→ **What the task requires**
Show all lines from the data that include the word "positive".

→ **Recorded data**
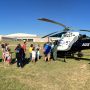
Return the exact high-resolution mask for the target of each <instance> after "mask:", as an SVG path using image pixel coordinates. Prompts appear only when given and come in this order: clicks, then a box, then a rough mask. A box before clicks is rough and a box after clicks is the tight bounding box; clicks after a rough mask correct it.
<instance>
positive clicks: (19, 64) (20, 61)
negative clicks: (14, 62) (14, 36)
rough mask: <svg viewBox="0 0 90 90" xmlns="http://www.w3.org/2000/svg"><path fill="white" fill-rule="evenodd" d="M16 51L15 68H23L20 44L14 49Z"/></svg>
mask: <svg viewBox="0 0 90 90" xmlns="http://www.w3.org/2000/svg"><path fill="white" fill-rule="evenodd" d="M15 50H16V58H17V67H23V58H22V57H23V55H24V51H23V48H22V47H21V45H20V44H18V45H17V47H16V48H15Z"/></svg>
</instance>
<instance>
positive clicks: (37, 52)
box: [36, 48, 40, 60]
mask: <svg viewBox="0 0 90 90" xmlns="http://www.w3.org/2000/svg"><path fill="white" fill-rule="evenodd" d="M39 57H40V51H39V48H37V51H36V60H39Z"/></svg>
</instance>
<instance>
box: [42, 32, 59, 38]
mask: <svg viewBox="0 0 90 90" xmlns="http://www.w3.org/2000/svg"><path fill="white" fill-rule="evenodd" d="M57 32H58V31H56V32H53V33H50V34H48V35H45V36H43V37H42V38H45V37H48V36H50V35H53V34H55V33H57Z"/></svg>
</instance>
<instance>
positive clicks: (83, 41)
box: [38, 18, 90, 61]
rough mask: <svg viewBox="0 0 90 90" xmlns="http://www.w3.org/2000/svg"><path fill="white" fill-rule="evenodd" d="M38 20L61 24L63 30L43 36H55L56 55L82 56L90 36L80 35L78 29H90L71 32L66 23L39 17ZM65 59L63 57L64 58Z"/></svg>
mask: <svg viewBox="0 0 90 90" xmlns="http://www.w3.org/2000/svg"><path fill="white" fill-rule="evenodd" d="M38 20H41V21H45V22H50V23H53V24H57V25H60V26H62V27H63V28H64V29H63V31H61V32H60V31H56V32H53V33H50V34H48V35H45V36H43V37H42V38H45V37H48V38H49V37H57V38H58V39H56V40H55V41H57V56H58V57H64V58H65V57H67V56H70V57H74V55H75V54H76V53H77V54H76V55H77V56H78V57H82V56H83V53H82V50H85V49H90V37H89V36H86V35H82V34H80V33H79V31H84V32H90V30H83V29H82V30H79V31H78V32H75V31H74V32H73V31H72V29H71V28H70V27H67V26H66V25H64V24H62V23H59V22H56V21H53V20H50V19H47V18H39V19H38ZM64 61H65V59H64Z"/></svg>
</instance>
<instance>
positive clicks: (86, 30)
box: [80, 30, 90, 32]
mask: <svg viewBox="0 0 90 90" xmlns="http://www.w3.org/2000/svg"><path fill="white" fill-rule="evenodd" d="M80 31H85V32H90V30H80Z"/></svg>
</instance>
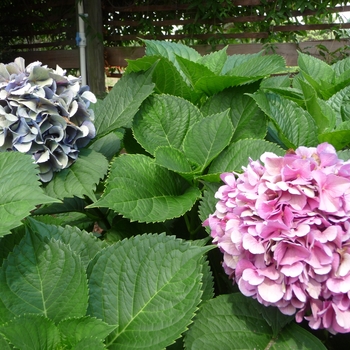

→ **Output of the task**
positive clicks: (19, 64) (20, 61)
positive clicks: (37, 52)
positive clicks: (83, 41)
positive clicks: (86, 30)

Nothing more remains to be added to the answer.